With film you could do a large number of manipulations, it's true, especially when you got into things like re-shooting, but the film system left a physical trail of evidence from which manipulation could later be judged --specifically, a negative.

Some serious commentators have said that Nikon RAW is not designed to produce the best out-of-camera image, but the best file of data to be post-processed, and that these two things are *NOT* the same. When you pull up a Nikon RAW, you get not what you saw, but a mass of data that can be made to look like what you saw. The adjustment is *required.* RAW is not a negative.

If you were shooting under fluorescent lights but experienced that light as white, which people do, but the RAW shows the light as green, no problem: click the white balance. What you get is not "correct," it's is a purely subjective adjustment for a psychological phenomenon (seeing green light as white.)

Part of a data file
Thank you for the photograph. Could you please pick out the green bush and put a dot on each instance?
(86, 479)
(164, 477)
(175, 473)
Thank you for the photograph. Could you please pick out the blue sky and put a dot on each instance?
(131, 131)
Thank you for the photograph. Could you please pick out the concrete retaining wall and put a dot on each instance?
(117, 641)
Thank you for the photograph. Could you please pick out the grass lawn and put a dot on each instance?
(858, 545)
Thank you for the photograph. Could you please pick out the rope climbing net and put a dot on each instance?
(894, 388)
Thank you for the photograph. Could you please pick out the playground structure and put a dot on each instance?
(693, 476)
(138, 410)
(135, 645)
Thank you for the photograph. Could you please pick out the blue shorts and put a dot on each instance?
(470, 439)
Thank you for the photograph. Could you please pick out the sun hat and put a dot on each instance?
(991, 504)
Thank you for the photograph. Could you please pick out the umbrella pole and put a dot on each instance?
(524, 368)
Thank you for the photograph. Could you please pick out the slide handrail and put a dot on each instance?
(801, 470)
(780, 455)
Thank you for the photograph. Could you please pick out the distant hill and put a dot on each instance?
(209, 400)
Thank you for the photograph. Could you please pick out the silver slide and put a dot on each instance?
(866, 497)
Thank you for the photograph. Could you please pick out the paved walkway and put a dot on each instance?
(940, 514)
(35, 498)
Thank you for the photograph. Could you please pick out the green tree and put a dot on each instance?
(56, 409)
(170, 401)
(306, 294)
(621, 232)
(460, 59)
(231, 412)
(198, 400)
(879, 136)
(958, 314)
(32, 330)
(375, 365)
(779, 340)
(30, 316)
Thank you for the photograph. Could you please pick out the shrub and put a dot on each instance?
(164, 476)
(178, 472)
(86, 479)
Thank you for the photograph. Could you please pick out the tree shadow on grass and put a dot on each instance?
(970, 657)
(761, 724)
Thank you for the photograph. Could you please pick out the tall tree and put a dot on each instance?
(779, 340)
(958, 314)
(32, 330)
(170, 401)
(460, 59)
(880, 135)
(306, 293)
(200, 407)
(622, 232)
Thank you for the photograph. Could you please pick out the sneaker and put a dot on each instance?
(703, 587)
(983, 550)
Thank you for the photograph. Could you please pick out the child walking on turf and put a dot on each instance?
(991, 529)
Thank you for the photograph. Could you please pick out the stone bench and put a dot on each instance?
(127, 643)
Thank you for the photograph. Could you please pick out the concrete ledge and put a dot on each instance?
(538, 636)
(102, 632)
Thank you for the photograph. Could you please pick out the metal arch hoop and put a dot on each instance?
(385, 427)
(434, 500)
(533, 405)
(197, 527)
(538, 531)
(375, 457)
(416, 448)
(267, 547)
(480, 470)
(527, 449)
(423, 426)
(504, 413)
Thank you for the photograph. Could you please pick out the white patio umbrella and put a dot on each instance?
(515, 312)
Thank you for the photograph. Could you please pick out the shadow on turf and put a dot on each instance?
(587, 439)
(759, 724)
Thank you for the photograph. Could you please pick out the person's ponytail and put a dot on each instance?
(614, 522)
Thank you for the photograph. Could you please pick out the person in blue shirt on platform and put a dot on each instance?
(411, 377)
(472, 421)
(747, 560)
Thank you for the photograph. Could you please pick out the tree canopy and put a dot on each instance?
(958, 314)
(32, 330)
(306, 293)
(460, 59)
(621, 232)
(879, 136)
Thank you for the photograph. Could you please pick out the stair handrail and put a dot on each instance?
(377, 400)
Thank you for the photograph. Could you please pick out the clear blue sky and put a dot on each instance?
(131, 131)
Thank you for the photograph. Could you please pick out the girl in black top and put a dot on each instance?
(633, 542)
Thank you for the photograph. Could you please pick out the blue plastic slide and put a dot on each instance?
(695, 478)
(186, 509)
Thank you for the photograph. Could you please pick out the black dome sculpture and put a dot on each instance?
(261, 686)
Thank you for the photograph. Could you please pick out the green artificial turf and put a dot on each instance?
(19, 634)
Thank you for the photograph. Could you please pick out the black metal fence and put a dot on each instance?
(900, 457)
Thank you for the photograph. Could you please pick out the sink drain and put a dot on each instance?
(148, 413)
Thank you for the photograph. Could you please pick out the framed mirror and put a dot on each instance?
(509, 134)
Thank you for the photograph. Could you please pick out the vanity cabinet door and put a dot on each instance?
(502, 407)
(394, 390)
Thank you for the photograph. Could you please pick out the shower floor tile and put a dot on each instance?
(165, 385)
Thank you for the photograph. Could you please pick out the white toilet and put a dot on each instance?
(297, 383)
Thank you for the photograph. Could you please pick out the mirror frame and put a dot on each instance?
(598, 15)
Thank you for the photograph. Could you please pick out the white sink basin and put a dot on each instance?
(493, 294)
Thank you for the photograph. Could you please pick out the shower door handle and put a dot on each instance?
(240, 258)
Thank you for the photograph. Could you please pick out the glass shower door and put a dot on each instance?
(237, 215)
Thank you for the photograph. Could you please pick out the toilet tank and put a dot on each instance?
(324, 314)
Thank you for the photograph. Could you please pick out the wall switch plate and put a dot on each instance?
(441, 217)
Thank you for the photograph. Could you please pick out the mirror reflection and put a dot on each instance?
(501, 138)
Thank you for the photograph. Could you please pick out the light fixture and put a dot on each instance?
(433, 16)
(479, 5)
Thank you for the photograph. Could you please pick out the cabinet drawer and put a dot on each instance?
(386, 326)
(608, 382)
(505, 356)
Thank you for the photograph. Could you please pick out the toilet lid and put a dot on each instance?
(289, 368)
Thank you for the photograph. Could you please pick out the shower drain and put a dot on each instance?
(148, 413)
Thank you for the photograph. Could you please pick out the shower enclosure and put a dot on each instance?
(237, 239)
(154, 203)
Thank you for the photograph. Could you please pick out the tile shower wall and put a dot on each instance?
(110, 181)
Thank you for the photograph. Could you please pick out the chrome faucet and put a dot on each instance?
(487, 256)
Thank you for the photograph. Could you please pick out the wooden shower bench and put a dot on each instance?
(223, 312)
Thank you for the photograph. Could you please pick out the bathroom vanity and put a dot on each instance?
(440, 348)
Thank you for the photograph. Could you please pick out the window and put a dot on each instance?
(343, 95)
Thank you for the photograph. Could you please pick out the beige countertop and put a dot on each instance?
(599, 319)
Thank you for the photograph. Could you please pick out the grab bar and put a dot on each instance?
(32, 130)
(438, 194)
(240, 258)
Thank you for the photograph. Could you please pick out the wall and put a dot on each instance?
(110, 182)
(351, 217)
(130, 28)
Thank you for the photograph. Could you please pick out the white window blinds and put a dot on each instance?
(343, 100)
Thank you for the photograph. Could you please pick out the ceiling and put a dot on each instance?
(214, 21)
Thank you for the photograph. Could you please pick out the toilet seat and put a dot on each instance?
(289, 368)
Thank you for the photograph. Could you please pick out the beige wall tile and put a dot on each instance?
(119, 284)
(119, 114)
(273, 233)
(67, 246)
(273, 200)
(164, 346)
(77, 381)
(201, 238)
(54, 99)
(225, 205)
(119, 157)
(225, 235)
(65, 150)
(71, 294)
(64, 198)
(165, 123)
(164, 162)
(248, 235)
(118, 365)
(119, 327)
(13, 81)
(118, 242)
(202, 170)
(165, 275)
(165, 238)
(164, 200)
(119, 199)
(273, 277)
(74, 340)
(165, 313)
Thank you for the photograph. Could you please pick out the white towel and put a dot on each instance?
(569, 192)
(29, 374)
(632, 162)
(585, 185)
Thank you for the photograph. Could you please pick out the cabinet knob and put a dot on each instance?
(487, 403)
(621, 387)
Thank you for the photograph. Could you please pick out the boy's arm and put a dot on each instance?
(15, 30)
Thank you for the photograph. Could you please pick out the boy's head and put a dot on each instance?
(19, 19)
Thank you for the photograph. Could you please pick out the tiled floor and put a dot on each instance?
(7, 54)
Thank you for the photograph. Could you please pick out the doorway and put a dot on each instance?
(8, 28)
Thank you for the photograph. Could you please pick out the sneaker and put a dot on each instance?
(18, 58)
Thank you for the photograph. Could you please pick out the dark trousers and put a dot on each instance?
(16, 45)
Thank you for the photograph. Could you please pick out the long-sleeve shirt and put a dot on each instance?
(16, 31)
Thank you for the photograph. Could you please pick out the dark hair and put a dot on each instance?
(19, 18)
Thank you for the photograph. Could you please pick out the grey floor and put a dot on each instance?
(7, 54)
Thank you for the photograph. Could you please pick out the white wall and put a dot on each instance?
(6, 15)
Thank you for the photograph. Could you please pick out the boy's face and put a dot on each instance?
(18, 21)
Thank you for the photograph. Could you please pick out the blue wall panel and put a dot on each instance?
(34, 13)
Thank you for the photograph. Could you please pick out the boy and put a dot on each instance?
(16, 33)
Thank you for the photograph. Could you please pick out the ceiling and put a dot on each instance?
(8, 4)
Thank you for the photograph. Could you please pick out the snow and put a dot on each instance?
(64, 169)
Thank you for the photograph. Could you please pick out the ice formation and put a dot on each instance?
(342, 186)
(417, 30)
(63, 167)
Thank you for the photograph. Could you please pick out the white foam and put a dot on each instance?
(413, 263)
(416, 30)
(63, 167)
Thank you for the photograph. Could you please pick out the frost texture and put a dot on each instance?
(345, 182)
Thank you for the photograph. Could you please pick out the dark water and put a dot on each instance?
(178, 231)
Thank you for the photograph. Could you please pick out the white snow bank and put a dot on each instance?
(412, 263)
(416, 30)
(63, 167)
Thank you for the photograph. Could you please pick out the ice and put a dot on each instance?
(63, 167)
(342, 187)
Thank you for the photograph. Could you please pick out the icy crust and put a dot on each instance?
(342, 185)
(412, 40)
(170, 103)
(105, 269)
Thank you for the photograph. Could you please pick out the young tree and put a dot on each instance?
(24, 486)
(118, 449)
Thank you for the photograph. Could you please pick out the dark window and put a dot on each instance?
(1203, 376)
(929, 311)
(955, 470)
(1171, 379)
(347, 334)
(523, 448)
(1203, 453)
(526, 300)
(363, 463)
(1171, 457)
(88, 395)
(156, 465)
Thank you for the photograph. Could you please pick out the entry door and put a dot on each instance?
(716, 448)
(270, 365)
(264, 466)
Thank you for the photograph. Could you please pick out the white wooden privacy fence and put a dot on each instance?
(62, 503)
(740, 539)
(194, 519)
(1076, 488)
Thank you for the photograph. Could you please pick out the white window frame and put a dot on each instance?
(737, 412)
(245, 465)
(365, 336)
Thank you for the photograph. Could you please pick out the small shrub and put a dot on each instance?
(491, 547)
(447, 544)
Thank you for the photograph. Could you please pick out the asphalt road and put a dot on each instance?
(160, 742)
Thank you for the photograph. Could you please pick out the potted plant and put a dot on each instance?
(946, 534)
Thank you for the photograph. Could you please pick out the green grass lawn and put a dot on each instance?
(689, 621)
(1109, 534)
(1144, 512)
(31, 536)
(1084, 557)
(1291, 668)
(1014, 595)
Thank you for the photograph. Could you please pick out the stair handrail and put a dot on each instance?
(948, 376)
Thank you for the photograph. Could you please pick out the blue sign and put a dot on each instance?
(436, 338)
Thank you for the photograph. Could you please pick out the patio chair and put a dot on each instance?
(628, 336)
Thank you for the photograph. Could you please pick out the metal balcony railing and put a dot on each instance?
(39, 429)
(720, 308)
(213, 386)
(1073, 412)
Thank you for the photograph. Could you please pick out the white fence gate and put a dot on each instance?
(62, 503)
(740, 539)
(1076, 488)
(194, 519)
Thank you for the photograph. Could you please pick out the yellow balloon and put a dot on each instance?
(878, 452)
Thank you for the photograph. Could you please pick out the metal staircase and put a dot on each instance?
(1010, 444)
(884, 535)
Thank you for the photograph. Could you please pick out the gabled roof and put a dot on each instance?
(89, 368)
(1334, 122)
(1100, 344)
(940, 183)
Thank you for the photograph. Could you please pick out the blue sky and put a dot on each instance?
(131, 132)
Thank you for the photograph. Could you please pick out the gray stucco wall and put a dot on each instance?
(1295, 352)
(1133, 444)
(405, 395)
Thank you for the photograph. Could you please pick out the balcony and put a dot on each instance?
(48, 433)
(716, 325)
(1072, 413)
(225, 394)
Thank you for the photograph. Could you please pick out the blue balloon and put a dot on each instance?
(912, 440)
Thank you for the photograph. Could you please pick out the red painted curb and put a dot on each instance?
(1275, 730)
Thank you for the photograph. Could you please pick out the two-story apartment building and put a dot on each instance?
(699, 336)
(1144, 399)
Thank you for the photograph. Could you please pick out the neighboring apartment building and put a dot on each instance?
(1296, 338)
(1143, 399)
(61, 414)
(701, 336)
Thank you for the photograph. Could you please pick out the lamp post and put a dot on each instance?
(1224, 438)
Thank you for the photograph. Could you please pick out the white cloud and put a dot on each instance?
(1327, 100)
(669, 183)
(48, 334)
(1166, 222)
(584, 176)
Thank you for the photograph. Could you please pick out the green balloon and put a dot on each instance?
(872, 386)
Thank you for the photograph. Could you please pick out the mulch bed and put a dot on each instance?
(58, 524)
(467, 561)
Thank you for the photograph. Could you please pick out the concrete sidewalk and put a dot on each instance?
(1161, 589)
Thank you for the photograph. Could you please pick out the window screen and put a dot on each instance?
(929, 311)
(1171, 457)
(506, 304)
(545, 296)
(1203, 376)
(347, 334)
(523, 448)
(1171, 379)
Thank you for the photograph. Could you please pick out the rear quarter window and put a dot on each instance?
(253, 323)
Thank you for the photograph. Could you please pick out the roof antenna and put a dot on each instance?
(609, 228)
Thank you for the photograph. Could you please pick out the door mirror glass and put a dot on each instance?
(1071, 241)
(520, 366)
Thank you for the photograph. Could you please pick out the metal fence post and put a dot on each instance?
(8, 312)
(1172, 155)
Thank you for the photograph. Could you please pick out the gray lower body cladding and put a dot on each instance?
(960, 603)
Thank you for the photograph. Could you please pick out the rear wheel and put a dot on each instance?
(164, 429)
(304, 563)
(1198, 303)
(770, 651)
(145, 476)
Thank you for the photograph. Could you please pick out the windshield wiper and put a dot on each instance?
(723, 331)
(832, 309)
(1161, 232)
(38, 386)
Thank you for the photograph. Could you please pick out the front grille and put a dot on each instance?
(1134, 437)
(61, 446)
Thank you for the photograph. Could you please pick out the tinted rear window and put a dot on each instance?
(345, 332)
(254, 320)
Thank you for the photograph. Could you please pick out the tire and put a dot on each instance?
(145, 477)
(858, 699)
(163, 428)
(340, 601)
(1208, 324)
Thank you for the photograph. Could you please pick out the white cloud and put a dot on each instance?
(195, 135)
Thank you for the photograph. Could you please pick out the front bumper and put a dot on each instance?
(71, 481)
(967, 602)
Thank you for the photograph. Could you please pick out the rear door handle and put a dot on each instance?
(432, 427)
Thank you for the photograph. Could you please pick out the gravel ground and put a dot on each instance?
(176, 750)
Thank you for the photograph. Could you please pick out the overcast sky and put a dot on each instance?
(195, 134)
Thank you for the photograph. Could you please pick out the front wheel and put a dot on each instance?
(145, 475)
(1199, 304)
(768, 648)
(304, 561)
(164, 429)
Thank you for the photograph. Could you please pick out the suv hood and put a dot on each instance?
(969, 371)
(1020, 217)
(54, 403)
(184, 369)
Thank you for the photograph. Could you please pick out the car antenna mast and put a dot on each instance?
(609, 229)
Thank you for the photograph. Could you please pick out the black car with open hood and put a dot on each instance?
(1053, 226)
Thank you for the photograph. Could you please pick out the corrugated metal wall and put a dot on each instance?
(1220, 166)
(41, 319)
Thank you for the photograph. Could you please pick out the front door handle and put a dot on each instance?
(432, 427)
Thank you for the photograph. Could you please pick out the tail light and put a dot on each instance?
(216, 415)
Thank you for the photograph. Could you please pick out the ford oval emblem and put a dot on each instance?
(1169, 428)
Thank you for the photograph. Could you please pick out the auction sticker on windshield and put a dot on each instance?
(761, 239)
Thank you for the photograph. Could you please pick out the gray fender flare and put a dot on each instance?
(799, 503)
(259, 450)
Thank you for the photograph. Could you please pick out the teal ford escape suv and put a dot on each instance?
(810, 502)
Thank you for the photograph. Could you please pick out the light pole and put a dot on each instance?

■ **Short exercise**
Rewrite the passage on film and RAW files from the words "With film you" through the words "not a negative.", changing every "negative" to "transparency". These rows were taken from a separate source.

■ **Written reply**
With film you could do a large number of manipulations, it's true, especially when you got into things like re-shooting, but the film system left a physical trail of evidence from which manipulation could later be judged --specifically, a transparency.

Some serious commentators have said that Nikon RAW is not designed to produce the best out-of-camera image, but the best file of data to be post-processed, and that these two things are *NOT* the same. When you pull up a Nikon RAW, you get not what you saw, but a mass of data that can be made to look like what you saw. The adjustment is *required.* RAW is not a transparency.